Page:
#####

The committee described as “a fundamental breach of acceptable practice of good public sector governance to create a new agency or institution as a response to the seeming failure or poor performance of an existing agency in order to suit political or individual interests”, as well as “misadventure in the public sector at a great cost to government”, the setting up of FRSC to take over partially the functions already apportioned by law to the Federal Ministry of Works and the NPF as a result of seeming poor performance and/or to satisfy political and individual interests.
The committee also observed that the National Oil Spill Detection and Response Agency (NOSDRA) is duplicating the function already assigned by law to the Department of Petroleum Resources (DPR), noting that “besides being a clear case of latter-day overlapping functions of agencies, the continued existence of NOSDRA is tantamount to paying huge salaries to persons who do nothing, but wait for spills to occur. This is despite the fact that there is a standard operating procedure for oil companies in Nigeria to clean up oil spill whenever it occurs”.
The committee also noted that three agencies: the Universal Basic Education Commission (UBEC), the Nomadic Education Commission (NEC), and the National Commission for Mass Literacy, Adult and Non-Formal Education (NCMLA) all perform functions related to the provision of basic education.
“The question then arises as to why they continue to function as separate bodies. Our committee is of the view that the functions of all the other agencies should be taken over by UBEC as there is no economic gain in having the three bodies as separate entities”.
The panel noted that sadly, 12 years after the White Paper on the Ahmed Joda Panel Report on the Review, Harmonization and Rationalization of Federal Government parastatals, institutions and agencies (2000), some parastatals and agencies, which government had decided should either be scrapped, commercialized, privatized or self-funding, were still receiving full government funding, which runs into billions of Naira.
Oronsaye, while submitting the report, regretted that “the long-standing challenges that beset the Nigerian public sector, including the parastatals, have created a “single story” of inefficiency, corruption, poor work environment, low morale, ineffectiveness, deceit and low productivity, thereby establishing a perception of a dysfunctional and unproductive public sector. The weaknesses in the “single story” have sometimes placed the Sector in a situation where it is unable to perform its legitimate functions creditably.
The committee also highlighted the case of the Nigerian broadcasting agencies (the Nigerian Television Authority (NTA), the Federal Radio Corporation of Nigeria (FRCN) and the Voice of Nigeria (VON) which he said the committee believed focus more on structures rather than acquisition of broadcasting software.
He said the world over, countries have made efforts to manage the agencies responsible for their mass media communication by establishing and taking advantage of a single co-ordinating point. Such reforms in the media sector, he added, had been underpinned by the efficient use of resources and collaboration in order to have synergy amongst the operators.

#####

Extracted entries:
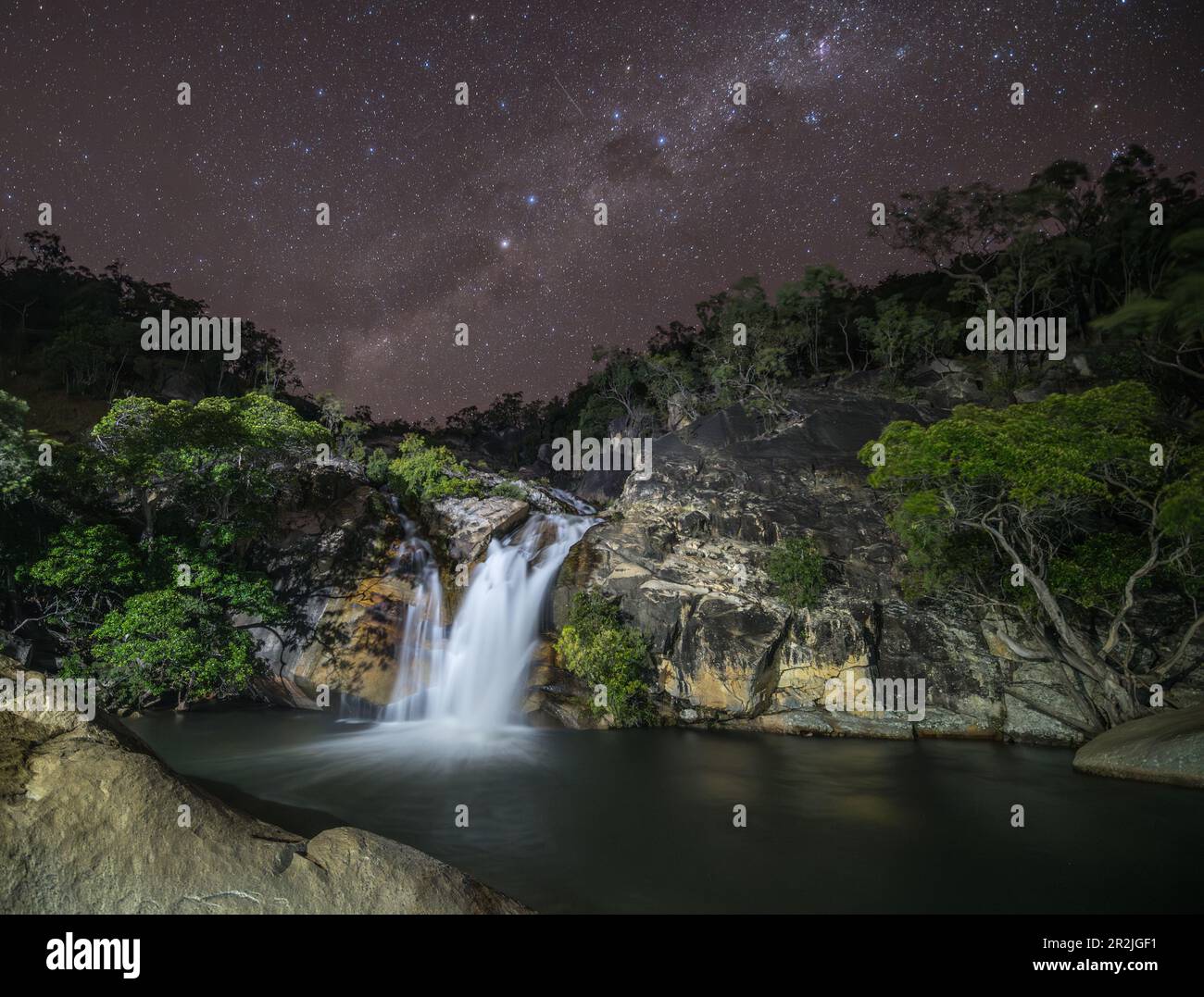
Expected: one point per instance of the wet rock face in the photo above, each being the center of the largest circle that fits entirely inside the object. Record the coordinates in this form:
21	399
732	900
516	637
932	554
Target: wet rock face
468	525
685	551
91	824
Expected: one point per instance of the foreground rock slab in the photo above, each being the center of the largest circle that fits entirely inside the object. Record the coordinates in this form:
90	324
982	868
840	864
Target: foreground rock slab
1164	748
89	823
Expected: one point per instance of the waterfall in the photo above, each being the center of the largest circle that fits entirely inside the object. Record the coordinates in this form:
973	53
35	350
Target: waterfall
472	673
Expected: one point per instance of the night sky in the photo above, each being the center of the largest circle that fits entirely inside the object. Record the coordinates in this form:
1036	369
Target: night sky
484	215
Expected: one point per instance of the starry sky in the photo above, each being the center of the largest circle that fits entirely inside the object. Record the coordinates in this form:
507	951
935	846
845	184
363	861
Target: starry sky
484	213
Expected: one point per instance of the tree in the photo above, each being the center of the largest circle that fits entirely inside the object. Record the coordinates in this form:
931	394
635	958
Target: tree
83	575
596	645
1027	492
221	465
17	463
169	642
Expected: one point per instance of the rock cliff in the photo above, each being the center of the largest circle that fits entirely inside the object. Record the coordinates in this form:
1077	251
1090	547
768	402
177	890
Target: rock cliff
685	552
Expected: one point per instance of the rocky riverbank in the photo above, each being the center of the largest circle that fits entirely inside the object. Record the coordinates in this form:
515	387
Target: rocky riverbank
92	821
684	552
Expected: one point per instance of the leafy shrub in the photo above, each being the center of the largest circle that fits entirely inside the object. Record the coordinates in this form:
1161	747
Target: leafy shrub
596	645
424	473
796	567
169	641
377	467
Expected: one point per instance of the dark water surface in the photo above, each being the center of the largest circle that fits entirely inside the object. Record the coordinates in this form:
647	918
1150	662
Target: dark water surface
642	820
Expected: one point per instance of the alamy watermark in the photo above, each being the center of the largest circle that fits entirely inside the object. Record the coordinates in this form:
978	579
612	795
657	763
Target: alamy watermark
863	695
197	333
1028	335
613	453
52	695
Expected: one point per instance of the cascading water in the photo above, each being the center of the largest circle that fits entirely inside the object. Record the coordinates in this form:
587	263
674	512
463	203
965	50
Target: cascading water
472	675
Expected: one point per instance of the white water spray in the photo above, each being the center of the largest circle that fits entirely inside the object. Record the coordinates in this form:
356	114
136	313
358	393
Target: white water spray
472	675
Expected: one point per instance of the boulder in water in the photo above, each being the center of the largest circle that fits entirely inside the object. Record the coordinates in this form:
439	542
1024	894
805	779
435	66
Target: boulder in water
91	824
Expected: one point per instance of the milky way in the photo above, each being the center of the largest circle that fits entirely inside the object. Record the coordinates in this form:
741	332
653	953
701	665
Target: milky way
484	213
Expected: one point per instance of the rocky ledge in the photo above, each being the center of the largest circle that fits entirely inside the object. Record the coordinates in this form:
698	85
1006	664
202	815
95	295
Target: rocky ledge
1164	748
685	552
91	823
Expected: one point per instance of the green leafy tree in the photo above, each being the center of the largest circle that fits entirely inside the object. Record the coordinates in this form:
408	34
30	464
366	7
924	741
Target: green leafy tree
221	465
596	645
796	567
986	493
84	573
425	473
169	642
17	463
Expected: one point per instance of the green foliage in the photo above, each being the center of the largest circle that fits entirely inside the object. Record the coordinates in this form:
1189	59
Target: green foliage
220	465
1044	472
424	473
508	491
169	641
377	467
796	567
596	645
85	569
17	463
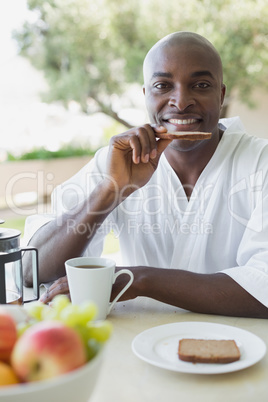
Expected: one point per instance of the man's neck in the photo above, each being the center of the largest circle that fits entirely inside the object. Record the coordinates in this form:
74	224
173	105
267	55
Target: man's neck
189	164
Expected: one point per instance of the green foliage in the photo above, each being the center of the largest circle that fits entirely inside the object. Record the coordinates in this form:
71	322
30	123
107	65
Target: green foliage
43	153
90	51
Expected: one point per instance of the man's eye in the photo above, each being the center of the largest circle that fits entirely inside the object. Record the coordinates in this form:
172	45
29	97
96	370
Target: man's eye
202	85
160	85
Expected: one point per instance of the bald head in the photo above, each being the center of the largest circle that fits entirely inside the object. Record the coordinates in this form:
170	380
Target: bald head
191	40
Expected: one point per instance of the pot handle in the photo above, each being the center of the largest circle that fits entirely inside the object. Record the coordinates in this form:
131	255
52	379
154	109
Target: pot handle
35	272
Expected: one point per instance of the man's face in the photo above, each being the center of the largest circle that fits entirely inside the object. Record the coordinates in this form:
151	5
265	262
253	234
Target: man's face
183	88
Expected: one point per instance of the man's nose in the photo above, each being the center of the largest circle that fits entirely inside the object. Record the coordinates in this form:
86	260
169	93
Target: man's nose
181	98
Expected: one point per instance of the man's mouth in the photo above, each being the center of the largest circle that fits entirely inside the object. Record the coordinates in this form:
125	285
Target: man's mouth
182	121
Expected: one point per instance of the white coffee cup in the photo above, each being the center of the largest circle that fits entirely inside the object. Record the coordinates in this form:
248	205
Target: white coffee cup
92	278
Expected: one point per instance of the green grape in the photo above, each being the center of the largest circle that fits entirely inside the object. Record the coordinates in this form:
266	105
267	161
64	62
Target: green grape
35	310
99	330
60	302
87	312
70	315
92	348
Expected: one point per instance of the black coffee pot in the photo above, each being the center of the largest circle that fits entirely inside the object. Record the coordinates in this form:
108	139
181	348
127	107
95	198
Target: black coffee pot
11	272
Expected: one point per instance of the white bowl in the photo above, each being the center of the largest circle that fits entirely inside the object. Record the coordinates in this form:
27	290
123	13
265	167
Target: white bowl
77	385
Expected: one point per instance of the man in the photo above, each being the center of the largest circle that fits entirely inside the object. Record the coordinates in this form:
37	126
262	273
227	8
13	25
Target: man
191	215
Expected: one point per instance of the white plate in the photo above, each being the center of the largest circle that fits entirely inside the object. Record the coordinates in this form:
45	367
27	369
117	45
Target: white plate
159	346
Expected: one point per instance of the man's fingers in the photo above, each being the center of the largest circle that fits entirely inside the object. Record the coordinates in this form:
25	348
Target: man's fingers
59	287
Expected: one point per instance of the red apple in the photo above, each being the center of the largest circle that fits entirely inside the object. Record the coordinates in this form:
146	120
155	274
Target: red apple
8	335
47	349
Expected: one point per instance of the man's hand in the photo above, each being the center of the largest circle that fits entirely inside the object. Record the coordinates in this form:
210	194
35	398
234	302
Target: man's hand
133	157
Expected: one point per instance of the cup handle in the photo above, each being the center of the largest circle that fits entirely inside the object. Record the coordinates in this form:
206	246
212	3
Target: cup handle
122	271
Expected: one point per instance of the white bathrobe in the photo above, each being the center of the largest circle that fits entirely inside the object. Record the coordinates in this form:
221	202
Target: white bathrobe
223	227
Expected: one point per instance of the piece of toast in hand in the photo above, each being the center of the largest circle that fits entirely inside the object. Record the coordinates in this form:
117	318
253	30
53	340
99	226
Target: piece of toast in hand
184	135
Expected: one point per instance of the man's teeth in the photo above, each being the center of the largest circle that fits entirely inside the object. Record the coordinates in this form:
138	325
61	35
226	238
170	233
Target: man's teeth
185	121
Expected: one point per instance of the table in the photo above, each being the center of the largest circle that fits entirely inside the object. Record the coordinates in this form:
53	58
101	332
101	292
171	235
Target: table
126	378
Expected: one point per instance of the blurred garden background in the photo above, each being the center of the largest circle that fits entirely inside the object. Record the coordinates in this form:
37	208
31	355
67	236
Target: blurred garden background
71	77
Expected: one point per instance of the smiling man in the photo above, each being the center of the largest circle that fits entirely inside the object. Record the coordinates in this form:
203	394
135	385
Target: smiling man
191	216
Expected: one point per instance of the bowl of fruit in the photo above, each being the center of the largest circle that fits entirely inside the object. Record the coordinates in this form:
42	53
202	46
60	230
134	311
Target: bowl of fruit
50	353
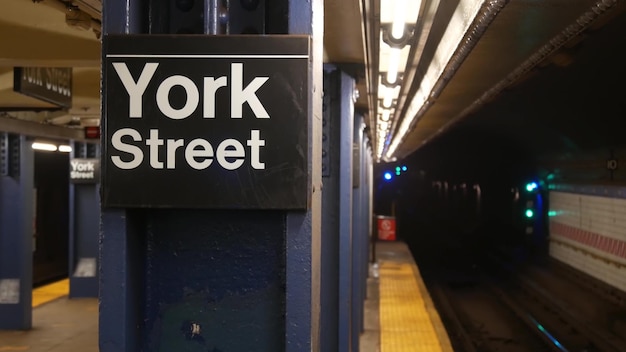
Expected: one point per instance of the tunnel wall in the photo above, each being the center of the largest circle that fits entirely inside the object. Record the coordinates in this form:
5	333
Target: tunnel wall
588	231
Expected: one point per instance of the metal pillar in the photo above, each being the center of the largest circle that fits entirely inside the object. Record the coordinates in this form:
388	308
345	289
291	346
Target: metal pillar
16	231
357	231
84	227
336	210
215	280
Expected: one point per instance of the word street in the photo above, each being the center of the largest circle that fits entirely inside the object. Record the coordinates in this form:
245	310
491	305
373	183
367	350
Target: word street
199	153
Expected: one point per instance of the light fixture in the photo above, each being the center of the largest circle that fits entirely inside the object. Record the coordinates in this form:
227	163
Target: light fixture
431	84
65	149
398	19
44	146
397	27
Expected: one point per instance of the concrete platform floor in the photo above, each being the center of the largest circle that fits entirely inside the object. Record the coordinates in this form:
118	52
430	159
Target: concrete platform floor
61	325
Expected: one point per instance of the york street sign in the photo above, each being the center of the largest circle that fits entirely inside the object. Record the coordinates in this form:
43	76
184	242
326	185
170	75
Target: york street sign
205	121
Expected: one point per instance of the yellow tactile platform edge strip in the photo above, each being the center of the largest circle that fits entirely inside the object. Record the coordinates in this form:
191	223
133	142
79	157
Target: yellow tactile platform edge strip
406	312
47	293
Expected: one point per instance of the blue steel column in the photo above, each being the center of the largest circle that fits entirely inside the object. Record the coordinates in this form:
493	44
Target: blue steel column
357	233
304	228
364	218
84	229
16	231
249	279
336	210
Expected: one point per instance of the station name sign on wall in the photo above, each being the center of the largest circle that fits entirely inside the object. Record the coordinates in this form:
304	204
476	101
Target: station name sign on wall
50	84
216	122
84	170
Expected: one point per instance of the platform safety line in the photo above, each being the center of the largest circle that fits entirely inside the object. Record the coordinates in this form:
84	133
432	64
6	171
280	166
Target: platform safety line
405	323
47	293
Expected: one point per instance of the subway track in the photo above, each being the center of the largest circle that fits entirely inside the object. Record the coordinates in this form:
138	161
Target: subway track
494	305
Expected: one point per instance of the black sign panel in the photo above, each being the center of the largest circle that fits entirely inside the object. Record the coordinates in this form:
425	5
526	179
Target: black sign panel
84	170
50	84
205	121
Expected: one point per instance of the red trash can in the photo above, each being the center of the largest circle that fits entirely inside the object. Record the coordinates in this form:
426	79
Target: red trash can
386	228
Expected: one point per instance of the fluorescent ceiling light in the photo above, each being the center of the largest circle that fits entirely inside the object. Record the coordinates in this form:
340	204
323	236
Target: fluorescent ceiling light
65	148
465	13
44	146
394	64
397	28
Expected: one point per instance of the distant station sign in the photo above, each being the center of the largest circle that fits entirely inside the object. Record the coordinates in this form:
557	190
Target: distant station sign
205	121
84	170
50	84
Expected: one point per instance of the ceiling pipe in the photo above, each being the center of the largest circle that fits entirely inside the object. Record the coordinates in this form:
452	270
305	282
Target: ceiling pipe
585	21
74	16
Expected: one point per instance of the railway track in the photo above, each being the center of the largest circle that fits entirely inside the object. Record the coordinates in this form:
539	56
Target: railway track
538	309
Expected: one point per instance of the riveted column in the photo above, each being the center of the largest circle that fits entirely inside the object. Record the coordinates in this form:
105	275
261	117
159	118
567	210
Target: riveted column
16	231
337	251
223	278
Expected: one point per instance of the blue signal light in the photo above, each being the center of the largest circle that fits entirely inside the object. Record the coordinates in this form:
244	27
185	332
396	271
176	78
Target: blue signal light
531	186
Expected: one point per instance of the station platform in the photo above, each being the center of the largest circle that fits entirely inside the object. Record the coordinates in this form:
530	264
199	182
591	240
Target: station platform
399	314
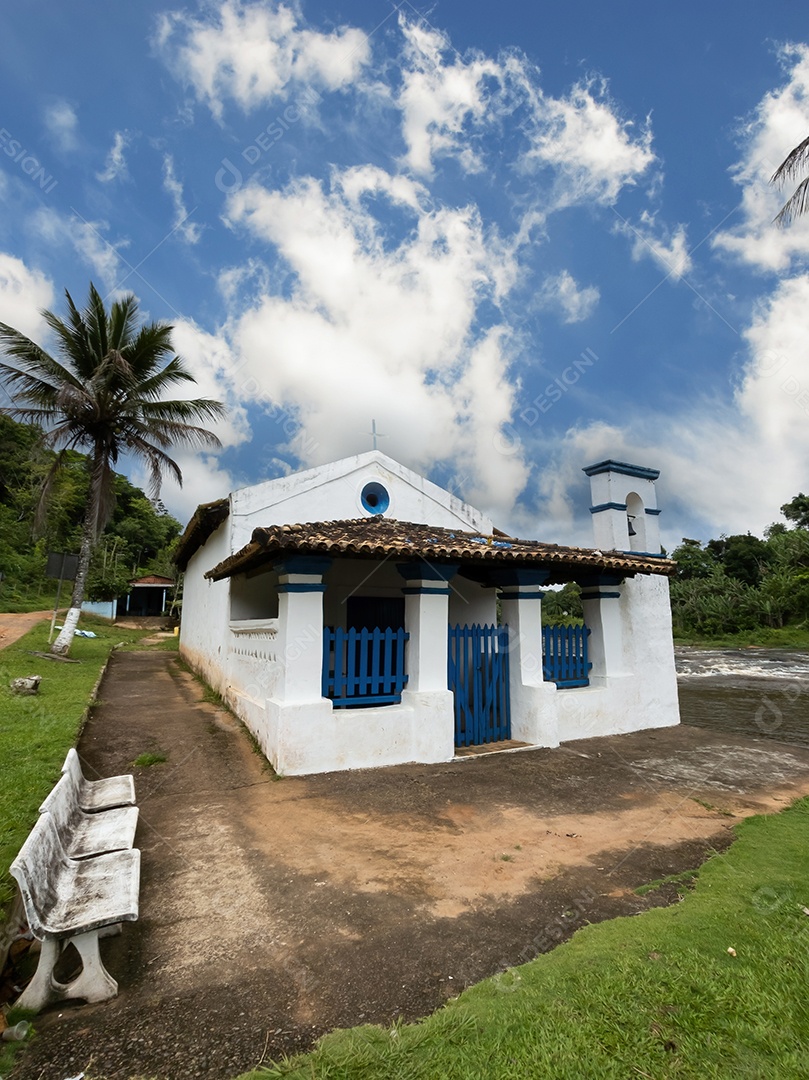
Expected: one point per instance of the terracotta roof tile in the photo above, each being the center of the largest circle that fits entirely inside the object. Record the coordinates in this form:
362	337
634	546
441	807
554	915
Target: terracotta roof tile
206	518
380	537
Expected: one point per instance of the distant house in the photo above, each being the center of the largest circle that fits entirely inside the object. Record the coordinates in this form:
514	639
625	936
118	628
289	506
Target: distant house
349	615
148	596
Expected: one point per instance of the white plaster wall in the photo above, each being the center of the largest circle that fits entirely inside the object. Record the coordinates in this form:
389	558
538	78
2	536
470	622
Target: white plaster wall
471	604
254	667
358	577
203	635
254	595
315	738
332	493
643	698
649	649
104	608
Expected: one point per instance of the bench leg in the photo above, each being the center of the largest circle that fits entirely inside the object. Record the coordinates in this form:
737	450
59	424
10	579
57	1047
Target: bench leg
93	983
39	991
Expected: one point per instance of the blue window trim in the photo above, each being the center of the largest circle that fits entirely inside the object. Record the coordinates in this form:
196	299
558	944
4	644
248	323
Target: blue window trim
521	596
607	505
428	571
378	493
302	564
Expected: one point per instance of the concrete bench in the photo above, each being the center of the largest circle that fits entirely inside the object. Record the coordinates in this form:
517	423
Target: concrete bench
82	834
68	901
94	795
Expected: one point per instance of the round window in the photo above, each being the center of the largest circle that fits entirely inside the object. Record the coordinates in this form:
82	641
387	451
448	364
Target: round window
375	498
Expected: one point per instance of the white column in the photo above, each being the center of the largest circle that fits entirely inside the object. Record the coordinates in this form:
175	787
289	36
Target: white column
427	621
534	716
602	603
300	630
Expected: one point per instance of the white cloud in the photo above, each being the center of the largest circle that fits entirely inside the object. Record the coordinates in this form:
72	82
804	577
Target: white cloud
440	100
594	152
727	464
181	226
211	360
778	124
24	293
253	53
379	331
203	478
85	238
115	166
63	124
562	291
654	240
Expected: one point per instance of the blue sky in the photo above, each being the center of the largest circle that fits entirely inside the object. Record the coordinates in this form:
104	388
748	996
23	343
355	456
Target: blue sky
521	238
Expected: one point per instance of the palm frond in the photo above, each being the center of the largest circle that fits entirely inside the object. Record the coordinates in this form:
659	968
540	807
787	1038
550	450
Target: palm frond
181	409
796	205
159	463
794	163
157	383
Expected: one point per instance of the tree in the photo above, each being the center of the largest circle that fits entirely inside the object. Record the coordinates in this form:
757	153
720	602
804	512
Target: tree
797	510
693	561
743	556
795	163
103	393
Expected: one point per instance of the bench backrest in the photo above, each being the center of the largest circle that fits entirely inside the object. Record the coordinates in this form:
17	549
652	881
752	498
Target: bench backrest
71	768
37	869
63	805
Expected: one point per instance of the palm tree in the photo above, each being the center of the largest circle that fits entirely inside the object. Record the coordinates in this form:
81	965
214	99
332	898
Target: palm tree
103	395
794	164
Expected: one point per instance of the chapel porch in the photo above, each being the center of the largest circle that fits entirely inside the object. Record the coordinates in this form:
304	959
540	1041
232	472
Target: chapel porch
323	683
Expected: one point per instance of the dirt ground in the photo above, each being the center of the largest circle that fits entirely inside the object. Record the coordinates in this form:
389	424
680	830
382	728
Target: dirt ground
272	910
13	625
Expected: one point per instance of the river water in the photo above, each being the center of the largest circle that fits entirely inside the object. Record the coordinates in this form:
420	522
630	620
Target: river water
745	691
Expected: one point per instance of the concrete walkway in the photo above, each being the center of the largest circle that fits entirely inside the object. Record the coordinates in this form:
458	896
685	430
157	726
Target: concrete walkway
272	910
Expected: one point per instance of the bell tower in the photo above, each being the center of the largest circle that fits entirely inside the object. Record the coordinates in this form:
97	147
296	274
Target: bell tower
624	507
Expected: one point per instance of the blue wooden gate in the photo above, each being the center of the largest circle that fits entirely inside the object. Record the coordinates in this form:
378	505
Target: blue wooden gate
477	674
565	656
364	666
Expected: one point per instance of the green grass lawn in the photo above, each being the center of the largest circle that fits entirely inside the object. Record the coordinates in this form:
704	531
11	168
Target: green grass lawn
656	996
783	637
36	732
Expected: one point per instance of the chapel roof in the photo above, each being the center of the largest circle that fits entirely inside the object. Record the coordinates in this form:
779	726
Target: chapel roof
378	537
206	518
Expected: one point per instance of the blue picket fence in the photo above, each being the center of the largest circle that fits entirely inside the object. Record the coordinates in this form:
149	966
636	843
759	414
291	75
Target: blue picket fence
477	674
364	666
565	656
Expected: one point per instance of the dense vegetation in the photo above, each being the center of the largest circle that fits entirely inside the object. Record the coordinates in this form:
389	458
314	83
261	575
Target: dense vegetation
137	540
741	582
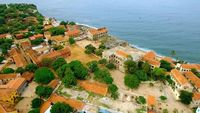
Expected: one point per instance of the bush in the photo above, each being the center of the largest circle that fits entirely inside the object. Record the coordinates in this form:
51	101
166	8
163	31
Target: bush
37	102
43	91
111	66
43	75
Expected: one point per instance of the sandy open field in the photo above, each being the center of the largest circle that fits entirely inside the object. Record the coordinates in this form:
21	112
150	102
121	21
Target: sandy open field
79	54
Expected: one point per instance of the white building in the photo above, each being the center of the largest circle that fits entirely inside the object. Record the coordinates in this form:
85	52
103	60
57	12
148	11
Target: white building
119	55
181	83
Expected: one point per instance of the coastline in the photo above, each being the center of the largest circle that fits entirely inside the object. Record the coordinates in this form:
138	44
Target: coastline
144	50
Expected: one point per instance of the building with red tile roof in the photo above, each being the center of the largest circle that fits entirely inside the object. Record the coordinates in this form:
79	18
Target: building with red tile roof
181	83
193	79
54	98
95	87
17	57
150	57
94	34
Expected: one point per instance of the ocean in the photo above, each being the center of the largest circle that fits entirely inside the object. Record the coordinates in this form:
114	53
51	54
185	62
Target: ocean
159	25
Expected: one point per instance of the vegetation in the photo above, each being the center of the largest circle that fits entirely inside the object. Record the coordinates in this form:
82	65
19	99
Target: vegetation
71	40
110	66
61	108
5	45
36	110
37	41
131	81
43	91
186	97
89	49
103	75
166	65
57	31
130	66
31	67
43	75
141	100
58	63
37	102
7	70
93	66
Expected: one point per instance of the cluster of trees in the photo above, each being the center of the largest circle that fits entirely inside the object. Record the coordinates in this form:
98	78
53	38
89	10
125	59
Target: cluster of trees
57	31
70	72
12	17
89	49
43	75
141	71
37	41
5	45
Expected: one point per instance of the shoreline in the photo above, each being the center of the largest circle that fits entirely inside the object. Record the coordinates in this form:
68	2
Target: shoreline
145	50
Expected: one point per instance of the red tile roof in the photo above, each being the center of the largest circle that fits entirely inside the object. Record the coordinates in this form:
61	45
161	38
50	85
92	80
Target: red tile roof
178	77
95	87
193	78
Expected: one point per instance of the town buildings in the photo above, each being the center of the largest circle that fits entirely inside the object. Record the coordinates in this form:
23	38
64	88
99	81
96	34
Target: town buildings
94	34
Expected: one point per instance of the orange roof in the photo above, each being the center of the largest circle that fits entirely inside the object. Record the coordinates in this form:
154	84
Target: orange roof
196	96
3	35
28	75
150	54
152	61
54	98
54	83
193	78
191	66
8	76
122	53
2	110
151	100
98	31
95	87
179	77
36	36
18	58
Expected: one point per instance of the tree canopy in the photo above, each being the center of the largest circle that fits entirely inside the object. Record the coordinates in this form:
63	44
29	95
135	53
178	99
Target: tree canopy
43	91
61	108
131	81
43	75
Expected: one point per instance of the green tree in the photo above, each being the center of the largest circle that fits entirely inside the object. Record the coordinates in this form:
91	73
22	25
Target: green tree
31	67
141	100
79	70
8	70
103	75
130	66
43	75
43	91
36	110
57	31
185	97
20	70
89	49
58	63
110	66
71	40
166	65
141	74
92	66
46	62
37	102
69	80
131	81
102	61
61	108
163	98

#####

Tasks for this exercise:
1/ Render this sentence from the article on Nigerian federal agencies in Spanish: "He said the world over, countries have made efforts to manage the agencies responsible for their mass media communication by establishing and taking advantage of a single co-ordinating point."
2/ Extract each line of the entries in which the word "bell" appears.
The entries have no connection to the article on Nigerian federal agencies.

Replies:
1/ Dijo que, en todo el mundo, los países han hecho esfuerzos por gestionar los organismos responsables de su comunicación de masas mediante el establecimiento y el aprovechamiento de un único punto de coordinación.

2/
Expected: one point per instance of the bell tower in the photo above, each being the center of the largest circle that fits entirely inside the object. Record the coordinates in this form:
Target: bell tower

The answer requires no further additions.